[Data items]
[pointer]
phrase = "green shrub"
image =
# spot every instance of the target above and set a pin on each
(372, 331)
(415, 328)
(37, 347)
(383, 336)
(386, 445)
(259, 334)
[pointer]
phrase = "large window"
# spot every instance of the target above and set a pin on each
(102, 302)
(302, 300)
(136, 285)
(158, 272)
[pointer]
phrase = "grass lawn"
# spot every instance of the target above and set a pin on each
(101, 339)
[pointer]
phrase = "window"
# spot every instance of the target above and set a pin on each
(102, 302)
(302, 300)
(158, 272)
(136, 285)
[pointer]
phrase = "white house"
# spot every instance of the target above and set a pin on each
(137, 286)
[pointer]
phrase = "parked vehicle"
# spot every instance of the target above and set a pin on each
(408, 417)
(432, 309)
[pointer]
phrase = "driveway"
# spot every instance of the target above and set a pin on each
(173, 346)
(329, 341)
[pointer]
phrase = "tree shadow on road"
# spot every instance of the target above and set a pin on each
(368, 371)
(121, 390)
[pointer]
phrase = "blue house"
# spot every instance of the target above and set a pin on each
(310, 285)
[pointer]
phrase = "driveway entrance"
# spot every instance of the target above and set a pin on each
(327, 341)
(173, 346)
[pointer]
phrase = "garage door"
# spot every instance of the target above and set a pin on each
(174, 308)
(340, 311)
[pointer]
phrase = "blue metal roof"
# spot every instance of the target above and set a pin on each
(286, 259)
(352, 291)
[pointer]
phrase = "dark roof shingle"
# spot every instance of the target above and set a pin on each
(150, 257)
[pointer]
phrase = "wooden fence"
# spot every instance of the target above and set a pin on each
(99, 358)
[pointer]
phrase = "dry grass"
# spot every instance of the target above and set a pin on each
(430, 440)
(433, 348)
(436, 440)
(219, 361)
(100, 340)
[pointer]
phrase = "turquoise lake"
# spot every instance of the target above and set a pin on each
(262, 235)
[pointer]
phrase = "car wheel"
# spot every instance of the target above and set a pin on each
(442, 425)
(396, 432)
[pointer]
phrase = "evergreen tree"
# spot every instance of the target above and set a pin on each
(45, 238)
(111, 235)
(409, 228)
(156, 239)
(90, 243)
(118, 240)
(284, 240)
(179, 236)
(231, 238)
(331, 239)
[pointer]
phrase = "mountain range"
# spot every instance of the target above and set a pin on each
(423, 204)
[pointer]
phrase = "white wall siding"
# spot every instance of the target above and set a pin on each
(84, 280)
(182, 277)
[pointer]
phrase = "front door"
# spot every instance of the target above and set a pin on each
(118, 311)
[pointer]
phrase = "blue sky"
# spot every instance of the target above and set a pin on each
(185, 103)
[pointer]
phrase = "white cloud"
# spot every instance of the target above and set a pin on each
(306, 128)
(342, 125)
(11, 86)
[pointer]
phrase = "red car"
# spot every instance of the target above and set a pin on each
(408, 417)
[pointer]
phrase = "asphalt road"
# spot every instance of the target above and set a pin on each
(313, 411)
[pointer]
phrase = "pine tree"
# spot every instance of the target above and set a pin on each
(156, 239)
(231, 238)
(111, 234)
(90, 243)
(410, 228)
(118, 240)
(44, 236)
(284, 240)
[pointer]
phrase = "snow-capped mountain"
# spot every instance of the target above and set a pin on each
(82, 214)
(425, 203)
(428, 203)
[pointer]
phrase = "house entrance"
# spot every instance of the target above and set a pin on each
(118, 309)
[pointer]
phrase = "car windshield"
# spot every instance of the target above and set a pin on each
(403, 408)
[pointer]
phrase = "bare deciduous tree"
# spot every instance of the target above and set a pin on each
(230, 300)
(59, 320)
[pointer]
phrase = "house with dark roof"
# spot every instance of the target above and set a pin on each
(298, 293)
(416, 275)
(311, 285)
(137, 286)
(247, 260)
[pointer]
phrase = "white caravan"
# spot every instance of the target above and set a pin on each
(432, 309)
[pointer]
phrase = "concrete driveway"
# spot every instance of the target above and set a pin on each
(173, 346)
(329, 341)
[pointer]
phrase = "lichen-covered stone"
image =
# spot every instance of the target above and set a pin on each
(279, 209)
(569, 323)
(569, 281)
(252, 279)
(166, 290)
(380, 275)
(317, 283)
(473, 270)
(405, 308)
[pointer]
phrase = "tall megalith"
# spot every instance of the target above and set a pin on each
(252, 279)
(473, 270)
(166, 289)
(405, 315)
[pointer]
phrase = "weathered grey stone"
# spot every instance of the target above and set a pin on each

> **Task to complete**: If a line in the records holds the string "blue", copy it.

> **Exercise answer**:
phrase = "blue house"
phrase = "blue metal roof"
phrase = "blue sky"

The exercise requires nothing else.